(Text begins)
Growing up: How to sleep like the adult you are….

So you’ve graduated college, you’ve got a grown-up job, you have your own place, and you’re even making your student loan payments on time.

Your plants and pet fish have both survived the summer and you’re having a lot of fun—this whole “adulting” thing is a cinch. You’ve got it all figured out.

But are you getting enough sleep?

In college, it was a badge of honor to stay up all night studying and writing papers. Bragging rights went to whoever functioned best on the least sleep.

Before college, it was pulling pranks on whoever fell asleep first at slumber parties. And even before that, it was pushing for a later bedtime to watch TV or play more video games. Now you’re an adult and you can go to bed as late as you want.

Should you, though?

Sure, as an adult, you have the freedom to choose, but you should also think a lot more about making the right choices.

You can stay up till 3 a.m. scrolling through Instagram if you want to—but being an adult is a lot more than just doing things because no one’s telling you not to.

Being an adult is about knowing how your behavior impacts your mental and physical well-being, and using that knowledge to make intelligent choices for living a healthier and happier life.

How to sleep like the adult you are

According to the Better Sleep Council, poor sleep habits, whether you’re getting not enough sleep or too much, lead to a number of mental and physical health issues, including back pain, exhaustion, poor judgment, high blood pressure, and a higher risk of diabetes.

Insufficient sleep disrupts all of your body’s functions. Take all of this into consideration as you transfer from high school to college to the adult working world and rethink the unhealthy sleep habits you have carried over from adolescence.

Here are five tips to help you transition to better sleep habits.

1. Maintain a consistent sleep schedule.

Going to bed at the same time each night and waking up at the same time each morning is essential for getting sufficient sleep—and that means every night, including weekends.

Going to bed late and trying to “catch up on sleep” over the weekend by sleeping for a longer amount of time doesn’t work.

That bad habit actually causes something called social jet lag, which, according to the American Academy of Sleep Medicine, causes fatigue, mood problems, and an 11% increase in the likelihood of heart disease. In addition to helping you avoid these negative effects, maintaining a consistent sleep schedule will have you waking up more energized and ready to face the day—for work or play.

2. Lay off the screens near bedtime.

While the bed feels like the perfect place to catch up on the latest Netflix phenomenon or scroll through Facebook on your phone, exposure to blue-light screens within two hours of sleepytime is bad news.

You see, according to Harvard Medical School research, the blue light from screens like your TV, laptop, and phone can suppress the secretion of melatonin, one of the hormones most essential for restful sleep.
(Text ends)
(Record extracts begins)
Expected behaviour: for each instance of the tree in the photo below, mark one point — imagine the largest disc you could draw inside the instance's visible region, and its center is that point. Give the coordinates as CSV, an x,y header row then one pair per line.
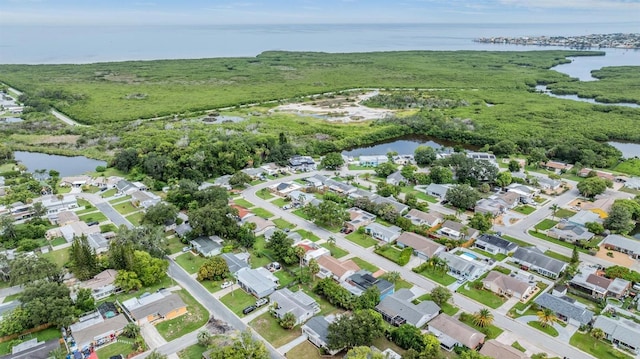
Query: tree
x,y
593,186
385,169
546,317
424,155
288,320
483,318
282,248
462,196
440,295
332,161
84,300
239,179
619,219
215,268
243,346
360,328
160,214
504,179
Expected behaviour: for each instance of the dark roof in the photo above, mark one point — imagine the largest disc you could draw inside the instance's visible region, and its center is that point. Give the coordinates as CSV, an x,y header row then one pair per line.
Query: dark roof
(Record extracts ends)
• _Your task_
Please transcribe the part of the sleep article that opens with the words containing "That bad habit" and closes with "is bad news.". The rows are separate material and have no connection to the sleep article.

• _Response to this exercise_
That bad habit actually causes something called social jet lag, which, according to the American Academy of Sleep Medicine, causes fatigue, mood problems, and an 11% increase in the likelihood of heart disease. In addition to helping you avoid these negative effects, maintaining a consistent sleep schedule will have you waking up more energized and ready to face the day—for work or play.

2. Lay off the screens near bedtime.

While the bed feels like the perfect place to catch up on the latest Netflix phenomenon or scroll through Facebook on your phone, exposure to blue-light screens within two hours of sleepytime is bad news.